• **Work request**
As the answer, set down the lines below from the one containing "Draw the outline of every instance of the cluster" through the one containing "Draw the outline of every instance of the bokeh", exactly and inclusively, and no others.

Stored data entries
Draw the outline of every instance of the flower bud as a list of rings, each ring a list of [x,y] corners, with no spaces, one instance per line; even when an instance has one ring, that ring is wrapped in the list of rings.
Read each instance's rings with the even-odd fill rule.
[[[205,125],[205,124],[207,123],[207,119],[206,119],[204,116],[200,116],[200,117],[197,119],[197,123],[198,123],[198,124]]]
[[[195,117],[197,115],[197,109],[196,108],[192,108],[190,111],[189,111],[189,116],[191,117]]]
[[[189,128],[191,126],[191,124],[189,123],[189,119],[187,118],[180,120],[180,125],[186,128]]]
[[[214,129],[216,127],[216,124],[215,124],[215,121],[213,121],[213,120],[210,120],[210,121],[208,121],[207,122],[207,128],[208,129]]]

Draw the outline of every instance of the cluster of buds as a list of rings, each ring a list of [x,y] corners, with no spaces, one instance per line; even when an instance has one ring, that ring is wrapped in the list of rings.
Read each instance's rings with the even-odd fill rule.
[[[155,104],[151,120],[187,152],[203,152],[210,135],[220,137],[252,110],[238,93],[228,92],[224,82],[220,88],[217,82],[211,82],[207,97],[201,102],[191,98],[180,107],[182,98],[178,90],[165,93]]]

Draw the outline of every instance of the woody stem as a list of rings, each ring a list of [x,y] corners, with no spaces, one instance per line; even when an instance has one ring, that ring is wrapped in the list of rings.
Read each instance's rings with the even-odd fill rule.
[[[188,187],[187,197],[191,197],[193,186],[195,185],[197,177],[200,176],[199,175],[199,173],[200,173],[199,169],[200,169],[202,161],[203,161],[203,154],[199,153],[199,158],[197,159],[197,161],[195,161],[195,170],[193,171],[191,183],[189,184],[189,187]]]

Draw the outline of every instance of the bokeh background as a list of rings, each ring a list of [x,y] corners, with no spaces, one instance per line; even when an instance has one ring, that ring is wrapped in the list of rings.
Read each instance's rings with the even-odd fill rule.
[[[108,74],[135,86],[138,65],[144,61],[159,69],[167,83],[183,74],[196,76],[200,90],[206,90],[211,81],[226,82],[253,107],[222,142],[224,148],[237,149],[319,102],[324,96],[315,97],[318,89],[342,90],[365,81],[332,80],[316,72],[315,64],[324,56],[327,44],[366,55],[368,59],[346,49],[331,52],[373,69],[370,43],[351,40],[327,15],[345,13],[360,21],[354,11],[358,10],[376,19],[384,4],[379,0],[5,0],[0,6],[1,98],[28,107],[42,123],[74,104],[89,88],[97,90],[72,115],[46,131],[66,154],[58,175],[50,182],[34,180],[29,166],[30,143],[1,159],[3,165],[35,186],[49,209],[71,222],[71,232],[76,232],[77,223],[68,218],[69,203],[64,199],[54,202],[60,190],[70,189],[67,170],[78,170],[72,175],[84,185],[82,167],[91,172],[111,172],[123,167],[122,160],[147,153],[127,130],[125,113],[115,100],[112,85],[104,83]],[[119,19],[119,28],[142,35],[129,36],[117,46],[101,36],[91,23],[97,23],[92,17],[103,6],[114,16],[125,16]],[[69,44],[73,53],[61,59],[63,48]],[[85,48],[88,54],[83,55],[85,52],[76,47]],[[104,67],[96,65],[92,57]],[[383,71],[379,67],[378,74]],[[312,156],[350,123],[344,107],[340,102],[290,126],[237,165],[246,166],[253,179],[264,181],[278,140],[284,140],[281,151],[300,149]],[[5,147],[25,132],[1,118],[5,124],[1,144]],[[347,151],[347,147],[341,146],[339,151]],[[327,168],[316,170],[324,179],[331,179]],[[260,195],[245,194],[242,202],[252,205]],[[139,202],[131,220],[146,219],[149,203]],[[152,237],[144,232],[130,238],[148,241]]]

• **Written answer**
Draw the outline of every instance of the cluster of buds as a list of rings, each ring a list of [x,y] corners, with no spaces, one instance per line; even when an instance has one ring, that ring is wrapped in the list of rings.
Read each instance's rings with the even-odd fill rule.
[[[155,104],[151,120],[187,152],[203,152],[210,135],[220,137],[252,110],[238,93],[228,92],[224,82],[220,88],[217,82],[211,82],[207,97],[201,102],[191,98],[180,107],[182,98],[178,90],[165,93]]]

Draw the outline of every instance of the woody stem as a list of rings, each ring a list of [x,y] corners, with no spaces, one instance per line; even when an instance has one ring, that ring is wrapped in the list of rings.
Read each instance's rings with the even-odd fill rule.
[[[188,187],[187,197],[191,197],[193,186],[195,185],[197,177],[200,176],[199,175],[199,173],[200,173],[199,169],[200,169],[202,161],[203,161],[203,154],[199,153],[199,158],[197,159],[197,161],[195,161],[195,170],[193,171],[191,183],[189,184],[189,187]]]

Draw the outline of every instance of the bokeh background as a list of rings, each ring a list of [x,y] corners, with no spaces, one instance per line; even when an instance has one ring, that ring is wrapped in the list of rings.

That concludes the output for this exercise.